▸ **WHAT YOU NEED TO DO**
a) Answer each question from the essay about a grandmother's hidden Jewish life, one answer per line:
(i) What word did the grandmother use as a secret code for Shabbos?
(ii) Where is the family from?
(iii) Who stopped the Nazi from firing his gun?
b) Pick up the essay about a grandmother's hidden Jewish life after its final sentence and carry it forward.

By Monica Rozenfeld (New York, NY)
“It’s Friday! It’s Friday!” my grandmother screamed in distress after Mom turned off the lights in the bedroom. “It’s Friday!”
I was sitting there, witness to the mayhem, not understanding why turning off the lights had anything to do with it being Friday.
I thought that my grandmother had hit some sort of syndrome in her old age.
It was several years later when I fully understood that the only syndrome she had hit was nostalgia for a tradition her family no longer kept.
My family is from Russia, now the Ukraine, where it’s no secret that religious practice was not allowed during my grandmother’s youth. Religious schools were closed, and anyone discovered practicing Judaism was punished harshly.
So, my parents did not have an example of Jewish practice to pass down to me.
The secrets of Judaism had been hidden. Only my great grandparents knew them well: Shabbos, holidays, rituals, Hebrew, and history.
I was an oblivious Jew.
But when I started learning about Judaism in college, the pieces started to fit together.
Friday wasn’t just Friday; it was Shabbos. My grandmother knew the word, but was afraid to say it. So “Friday” became her secret code.
Little by little, I unraveled the pieces of my grandmother’s hidden Jewish life.
Her hatred for traveling on Saturday. Her refusal to cook after sundown on Friday. It all began to make sense.
“Oh, my father loved the holidays,” she would tell me in her beautiful Russian accent. “He celebrated every single one.”
Every single one, and I knew nothing of Purim, Shavout, or even Shabbos.
But after she related these kind memories, my grandmother would share little else with me. She was still afraid of the consequences.
“I’m not sure I am allowed to tell you,” she would say to many of my questions.
I’m not sure her fears ever subsided.
During the Holocaust, my mother once told me, she was just one gunshot away from the end of her life.
If that gun had gone off, my mother would never have come into the world, and I, of course, wouldn’t be here.
Before the gun was fired, though, a Russian soldier, speaking in perfect German, demanded the Nazi put down his gun and leave, and he did.
And my grandmother hadn’t forgotten G-d since that day.
So how did I start learning about Judaism?
The truth is, I always had sparks of G-d in me.
I always talked to G-d, and I always felt I walked with G-d.

▸ **SUPPLIED ENTRIES**

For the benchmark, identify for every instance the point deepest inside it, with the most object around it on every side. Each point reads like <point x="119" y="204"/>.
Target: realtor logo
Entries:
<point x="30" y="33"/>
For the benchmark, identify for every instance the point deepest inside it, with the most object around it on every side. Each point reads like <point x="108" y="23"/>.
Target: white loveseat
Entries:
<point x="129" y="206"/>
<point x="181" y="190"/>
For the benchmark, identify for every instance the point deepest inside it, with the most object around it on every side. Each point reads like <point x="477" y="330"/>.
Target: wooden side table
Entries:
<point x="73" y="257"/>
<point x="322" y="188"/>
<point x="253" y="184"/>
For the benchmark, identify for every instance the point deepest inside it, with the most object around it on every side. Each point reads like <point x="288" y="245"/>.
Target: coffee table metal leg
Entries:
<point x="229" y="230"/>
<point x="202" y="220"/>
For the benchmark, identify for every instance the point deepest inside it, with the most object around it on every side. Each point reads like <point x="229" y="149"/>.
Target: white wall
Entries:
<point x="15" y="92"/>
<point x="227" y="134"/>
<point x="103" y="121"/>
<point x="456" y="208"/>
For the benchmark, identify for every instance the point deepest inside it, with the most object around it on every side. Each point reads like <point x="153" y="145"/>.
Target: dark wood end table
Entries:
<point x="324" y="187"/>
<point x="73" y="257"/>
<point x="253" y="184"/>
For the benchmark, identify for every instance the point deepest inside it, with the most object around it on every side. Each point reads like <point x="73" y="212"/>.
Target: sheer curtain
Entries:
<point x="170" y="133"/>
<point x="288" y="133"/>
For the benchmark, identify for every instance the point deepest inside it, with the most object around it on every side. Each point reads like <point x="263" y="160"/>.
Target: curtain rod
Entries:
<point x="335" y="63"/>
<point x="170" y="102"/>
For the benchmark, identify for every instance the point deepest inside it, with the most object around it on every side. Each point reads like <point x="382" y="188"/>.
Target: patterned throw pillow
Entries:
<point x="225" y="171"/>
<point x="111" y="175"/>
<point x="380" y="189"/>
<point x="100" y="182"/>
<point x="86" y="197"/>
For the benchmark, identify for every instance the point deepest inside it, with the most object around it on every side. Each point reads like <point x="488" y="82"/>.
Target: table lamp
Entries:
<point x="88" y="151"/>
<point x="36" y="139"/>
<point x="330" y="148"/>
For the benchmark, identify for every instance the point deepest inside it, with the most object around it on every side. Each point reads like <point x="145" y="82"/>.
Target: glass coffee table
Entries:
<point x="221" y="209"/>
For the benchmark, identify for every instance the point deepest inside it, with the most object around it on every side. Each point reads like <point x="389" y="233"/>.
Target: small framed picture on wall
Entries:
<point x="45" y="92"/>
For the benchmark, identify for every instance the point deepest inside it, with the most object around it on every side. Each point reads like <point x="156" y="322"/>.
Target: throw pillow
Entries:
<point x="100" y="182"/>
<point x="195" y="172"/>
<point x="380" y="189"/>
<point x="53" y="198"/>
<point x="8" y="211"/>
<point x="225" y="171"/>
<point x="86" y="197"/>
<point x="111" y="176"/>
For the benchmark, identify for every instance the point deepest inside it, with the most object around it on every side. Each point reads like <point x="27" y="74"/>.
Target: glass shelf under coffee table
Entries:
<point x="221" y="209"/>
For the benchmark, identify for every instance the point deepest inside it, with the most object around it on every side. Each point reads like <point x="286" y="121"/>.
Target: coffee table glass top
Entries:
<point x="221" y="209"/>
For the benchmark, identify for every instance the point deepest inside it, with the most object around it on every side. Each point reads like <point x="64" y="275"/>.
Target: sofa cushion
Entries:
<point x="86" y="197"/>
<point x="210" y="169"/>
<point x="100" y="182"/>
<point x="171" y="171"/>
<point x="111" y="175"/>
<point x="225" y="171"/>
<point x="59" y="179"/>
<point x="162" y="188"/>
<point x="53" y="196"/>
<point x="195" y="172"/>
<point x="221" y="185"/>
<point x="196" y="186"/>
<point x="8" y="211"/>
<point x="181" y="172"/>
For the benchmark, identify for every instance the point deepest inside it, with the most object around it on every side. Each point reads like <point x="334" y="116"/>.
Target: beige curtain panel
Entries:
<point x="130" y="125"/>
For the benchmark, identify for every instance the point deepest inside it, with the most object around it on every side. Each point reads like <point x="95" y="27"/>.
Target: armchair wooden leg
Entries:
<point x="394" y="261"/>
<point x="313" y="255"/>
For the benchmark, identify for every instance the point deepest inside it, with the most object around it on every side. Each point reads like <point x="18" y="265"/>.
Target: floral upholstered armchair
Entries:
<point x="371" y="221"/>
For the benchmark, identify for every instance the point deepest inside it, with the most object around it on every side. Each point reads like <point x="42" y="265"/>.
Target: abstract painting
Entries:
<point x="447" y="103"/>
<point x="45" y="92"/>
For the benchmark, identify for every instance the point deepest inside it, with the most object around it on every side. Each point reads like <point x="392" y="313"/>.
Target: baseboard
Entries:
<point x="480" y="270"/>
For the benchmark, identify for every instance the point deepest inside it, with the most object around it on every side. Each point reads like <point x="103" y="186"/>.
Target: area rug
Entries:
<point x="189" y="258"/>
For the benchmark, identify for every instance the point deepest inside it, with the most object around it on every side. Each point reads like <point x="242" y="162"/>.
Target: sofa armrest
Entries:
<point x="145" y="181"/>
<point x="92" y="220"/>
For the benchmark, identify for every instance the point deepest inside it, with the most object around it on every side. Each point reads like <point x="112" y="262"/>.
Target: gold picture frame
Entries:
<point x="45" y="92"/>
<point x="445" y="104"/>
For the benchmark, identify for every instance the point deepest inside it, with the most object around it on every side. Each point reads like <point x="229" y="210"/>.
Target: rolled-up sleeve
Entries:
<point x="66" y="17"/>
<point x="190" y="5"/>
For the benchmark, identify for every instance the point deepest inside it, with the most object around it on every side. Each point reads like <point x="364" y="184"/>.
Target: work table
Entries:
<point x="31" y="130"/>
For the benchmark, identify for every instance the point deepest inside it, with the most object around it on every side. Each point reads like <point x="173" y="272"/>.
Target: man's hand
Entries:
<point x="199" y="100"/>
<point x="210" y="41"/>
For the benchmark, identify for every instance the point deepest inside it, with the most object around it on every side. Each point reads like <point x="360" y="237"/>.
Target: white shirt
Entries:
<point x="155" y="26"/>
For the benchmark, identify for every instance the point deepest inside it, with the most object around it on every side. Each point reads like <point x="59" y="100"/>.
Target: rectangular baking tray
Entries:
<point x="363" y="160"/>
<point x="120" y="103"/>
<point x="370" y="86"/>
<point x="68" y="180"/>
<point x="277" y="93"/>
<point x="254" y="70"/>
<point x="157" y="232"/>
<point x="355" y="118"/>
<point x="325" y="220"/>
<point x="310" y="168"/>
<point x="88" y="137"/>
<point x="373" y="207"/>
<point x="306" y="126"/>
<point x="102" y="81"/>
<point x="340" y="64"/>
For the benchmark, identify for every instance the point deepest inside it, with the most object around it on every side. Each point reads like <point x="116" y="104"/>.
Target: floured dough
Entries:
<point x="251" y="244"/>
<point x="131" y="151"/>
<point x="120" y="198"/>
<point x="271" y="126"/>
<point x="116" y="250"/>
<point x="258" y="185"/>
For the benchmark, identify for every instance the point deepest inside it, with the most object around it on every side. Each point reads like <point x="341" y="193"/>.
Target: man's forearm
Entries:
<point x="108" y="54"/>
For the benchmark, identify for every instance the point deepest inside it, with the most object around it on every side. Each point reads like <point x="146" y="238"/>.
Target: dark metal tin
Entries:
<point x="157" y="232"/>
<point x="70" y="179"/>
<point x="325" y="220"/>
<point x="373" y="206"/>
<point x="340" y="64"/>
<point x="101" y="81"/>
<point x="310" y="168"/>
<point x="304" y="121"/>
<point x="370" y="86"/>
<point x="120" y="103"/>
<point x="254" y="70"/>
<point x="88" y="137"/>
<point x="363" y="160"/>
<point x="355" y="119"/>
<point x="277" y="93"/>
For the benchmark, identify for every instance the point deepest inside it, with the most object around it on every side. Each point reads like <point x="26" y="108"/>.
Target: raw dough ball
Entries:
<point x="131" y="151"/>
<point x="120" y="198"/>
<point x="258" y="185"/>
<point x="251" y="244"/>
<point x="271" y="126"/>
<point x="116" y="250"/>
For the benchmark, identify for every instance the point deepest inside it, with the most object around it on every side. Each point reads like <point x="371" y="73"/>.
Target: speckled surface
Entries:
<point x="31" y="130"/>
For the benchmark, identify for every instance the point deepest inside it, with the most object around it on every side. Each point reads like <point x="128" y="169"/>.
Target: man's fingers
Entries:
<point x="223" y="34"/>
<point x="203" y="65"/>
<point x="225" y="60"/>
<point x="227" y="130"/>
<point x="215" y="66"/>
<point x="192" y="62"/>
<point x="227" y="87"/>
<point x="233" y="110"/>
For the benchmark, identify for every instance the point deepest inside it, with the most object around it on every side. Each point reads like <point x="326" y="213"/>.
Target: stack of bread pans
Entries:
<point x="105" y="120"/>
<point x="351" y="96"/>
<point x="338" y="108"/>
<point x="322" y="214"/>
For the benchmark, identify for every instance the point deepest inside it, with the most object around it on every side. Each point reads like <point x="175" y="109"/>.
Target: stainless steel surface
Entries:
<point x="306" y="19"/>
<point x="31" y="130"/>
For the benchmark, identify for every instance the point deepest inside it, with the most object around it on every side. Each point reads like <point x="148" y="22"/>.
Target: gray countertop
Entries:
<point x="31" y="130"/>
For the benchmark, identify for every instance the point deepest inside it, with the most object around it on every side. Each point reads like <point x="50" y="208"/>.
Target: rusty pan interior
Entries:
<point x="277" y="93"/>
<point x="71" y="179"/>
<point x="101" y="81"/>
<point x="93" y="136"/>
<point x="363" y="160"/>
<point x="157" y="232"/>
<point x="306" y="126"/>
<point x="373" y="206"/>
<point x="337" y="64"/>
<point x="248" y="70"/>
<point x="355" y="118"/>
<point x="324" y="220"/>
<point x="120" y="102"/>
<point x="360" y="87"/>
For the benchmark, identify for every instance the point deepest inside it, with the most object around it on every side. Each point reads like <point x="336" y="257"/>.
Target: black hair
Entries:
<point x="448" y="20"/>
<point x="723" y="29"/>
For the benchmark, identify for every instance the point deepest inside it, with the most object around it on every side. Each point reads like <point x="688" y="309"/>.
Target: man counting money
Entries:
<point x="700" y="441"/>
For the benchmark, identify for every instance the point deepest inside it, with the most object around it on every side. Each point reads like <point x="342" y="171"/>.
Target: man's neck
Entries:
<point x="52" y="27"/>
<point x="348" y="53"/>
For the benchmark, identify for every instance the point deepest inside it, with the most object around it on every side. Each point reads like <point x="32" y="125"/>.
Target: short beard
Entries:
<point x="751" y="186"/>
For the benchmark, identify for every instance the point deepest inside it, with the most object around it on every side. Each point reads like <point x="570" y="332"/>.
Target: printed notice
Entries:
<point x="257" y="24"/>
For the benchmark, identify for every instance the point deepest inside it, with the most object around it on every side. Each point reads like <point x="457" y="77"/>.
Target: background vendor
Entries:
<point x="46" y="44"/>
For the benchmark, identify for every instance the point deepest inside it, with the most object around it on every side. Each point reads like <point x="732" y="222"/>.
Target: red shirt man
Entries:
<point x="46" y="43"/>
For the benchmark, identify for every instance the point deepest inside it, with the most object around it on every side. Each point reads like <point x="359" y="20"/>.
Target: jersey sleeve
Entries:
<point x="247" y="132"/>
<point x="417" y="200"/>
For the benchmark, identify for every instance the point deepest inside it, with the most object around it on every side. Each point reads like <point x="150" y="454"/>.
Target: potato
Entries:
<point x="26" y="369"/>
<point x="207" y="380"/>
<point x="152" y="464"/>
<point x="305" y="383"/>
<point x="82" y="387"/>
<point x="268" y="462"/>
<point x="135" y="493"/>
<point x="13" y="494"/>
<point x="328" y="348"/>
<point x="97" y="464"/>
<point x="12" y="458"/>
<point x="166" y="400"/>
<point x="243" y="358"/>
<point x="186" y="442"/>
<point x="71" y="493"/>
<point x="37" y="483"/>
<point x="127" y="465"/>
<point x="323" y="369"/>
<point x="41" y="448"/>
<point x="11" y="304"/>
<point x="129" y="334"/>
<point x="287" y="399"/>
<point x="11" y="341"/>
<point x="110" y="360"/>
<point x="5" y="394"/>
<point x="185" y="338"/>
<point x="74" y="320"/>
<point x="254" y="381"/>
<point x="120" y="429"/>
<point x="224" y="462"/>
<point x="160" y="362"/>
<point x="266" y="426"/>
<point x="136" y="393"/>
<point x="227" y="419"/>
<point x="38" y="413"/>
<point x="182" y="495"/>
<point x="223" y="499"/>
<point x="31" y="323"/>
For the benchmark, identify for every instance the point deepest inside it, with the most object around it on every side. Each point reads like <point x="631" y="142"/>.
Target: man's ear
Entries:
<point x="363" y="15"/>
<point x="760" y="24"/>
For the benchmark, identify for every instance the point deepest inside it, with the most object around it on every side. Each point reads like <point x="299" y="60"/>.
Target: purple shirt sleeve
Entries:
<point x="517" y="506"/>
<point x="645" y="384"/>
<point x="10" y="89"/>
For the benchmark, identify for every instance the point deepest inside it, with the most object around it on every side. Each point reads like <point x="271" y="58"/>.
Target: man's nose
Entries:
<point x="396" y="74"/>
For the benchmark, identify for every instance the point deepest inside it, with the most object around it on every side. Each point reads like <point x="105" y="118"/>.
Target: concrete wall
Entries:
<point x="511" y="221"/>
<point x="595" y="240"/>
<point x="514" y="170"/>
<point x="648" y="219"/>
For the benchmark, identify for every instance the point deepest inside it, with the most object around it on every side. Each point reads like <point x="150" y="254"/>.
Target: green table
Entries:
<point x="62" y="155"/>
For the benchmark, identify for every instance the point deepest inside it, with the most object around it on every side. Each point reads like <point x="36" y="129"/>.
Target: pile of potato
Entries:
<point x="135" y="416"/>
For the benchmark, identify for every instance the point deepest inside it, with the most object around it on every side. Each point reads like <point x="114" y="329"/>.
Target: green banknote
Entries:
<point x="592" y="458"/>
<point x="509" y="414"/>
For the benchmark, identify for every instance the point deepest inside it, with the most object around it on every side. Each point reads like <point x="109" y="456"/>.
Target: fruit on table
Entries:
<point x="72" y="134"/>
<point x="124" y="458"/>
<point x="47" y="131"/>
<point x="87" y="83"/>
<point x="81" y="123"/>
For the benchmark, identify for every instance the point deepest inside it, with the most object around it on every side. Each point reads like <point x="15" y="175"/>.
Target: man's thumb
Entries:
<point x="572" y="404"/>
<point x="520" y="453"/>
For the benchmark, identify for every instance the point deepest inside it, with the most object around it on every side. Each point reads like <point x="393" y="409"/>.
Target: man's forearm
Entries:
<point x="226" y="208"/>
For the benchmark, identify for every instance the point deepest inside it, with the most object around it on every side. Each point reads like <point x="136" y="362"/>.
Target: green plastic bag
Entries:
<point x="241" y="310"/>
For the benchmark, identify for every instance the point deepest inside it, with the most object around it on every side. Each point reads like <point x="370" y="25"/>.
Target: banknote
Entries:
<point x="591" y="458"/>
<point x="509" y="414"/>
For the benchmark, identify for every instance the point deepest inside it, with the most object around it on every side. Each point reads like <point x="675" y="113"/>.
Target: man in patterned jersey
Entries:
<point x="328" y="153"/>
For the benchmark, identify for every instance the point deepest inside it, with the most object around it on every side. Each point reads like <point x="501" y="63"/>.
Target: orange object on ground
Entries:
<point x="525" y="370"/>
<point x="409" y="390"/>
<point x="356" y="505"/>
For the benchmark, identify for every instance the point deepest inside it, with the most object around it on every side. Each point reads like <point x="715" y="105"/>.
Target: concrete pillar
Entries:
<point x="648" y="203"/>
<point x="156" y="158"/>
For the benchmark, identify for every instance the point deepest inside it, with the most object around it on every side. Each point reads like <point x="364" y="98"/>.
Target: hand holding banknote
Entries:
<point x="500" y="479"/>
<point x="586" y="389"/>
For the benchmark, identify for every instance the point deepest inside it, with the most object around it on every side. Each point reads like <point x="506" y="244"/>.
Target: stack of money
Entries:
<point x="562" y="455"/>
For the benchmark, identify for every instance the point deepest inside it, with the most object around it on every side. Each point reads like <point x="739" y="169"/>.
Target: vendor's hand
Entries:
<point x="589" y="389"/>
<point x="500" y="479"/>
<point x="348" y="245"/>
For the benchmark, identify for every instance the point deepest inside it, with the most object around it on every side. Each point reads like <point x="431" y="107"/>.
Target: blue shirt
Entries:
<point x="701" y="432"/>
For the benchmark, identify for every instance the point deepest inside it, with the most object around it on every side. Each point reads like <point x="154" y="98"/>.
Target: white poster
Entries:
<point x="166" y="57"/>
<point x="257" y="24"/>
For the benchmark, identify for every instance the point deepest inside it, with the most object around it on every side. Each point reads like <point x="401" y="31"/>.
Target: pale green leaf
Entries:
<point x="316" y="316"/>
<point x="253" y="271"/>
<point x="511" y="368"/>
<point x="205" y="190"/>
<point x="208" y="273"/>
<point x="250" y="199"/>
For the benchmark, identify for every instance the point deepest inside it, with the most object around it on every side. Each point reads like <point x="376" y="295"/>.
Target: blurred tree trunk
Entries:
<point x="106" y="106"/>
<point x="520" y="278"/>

▸ **RESPONSES PER TASK**
a)
(i) She used the word "Friday."
(ii) The family is from Russia, now the Ukraine.
(iii) A Russian soldier speaking in perfect German stopped him.

b)
But I didn’t know it was a “Jewish” G-d that I believed in until I took a Torah class in college. The speaker–a rabbi–said, “You only fall when you forget who you are.”
I was awe-struck, glued to this sentence: I only fall when I forget who I am. I only fall when.. I forget who I am?
Who was I?
The only solid answer that I came up with was: I’m Jewish.
And that visceral response led me on a Jewish path to finding my existence in this awakened identity.
Since then, I’ve become even more curious and engaged and excited to learn.
I want to know everything that I can about Judaism and what Judaism has to do with me. And I want to know how to thank Judaism for the very existence of me.
I just want to know.
Judaism has become more than an identity, a culture, a spiritual retreat. It has become my world.
And as I continue to learn about Jewish history – from our exile to slavery to the gun pointed at my grandmother – I find myself in awe that I am here, today, and, here, Jewishly.
I guess it’s true that we all go on our own soul-search trying to find out who we are and where we belong. I’m sure there have been many times I have been tested, forced to question who I am. But it was when I discovered, maybe rediscovered, all these things my soul already knew, that I figured it out.
Being Jewish is the most unshakable thing about me and what connects me to my past, and hopefully to my future.
Monica Rozenfeld currently works at a Jewish education-non profit and is the founder of TheJewSpot (http://thejewspot.org/). She owes many thanks to Maimonides, a fellowship program she participated in during college, which opened up the doors to her Jewish soul and is the reason she is engaged in Judaism today.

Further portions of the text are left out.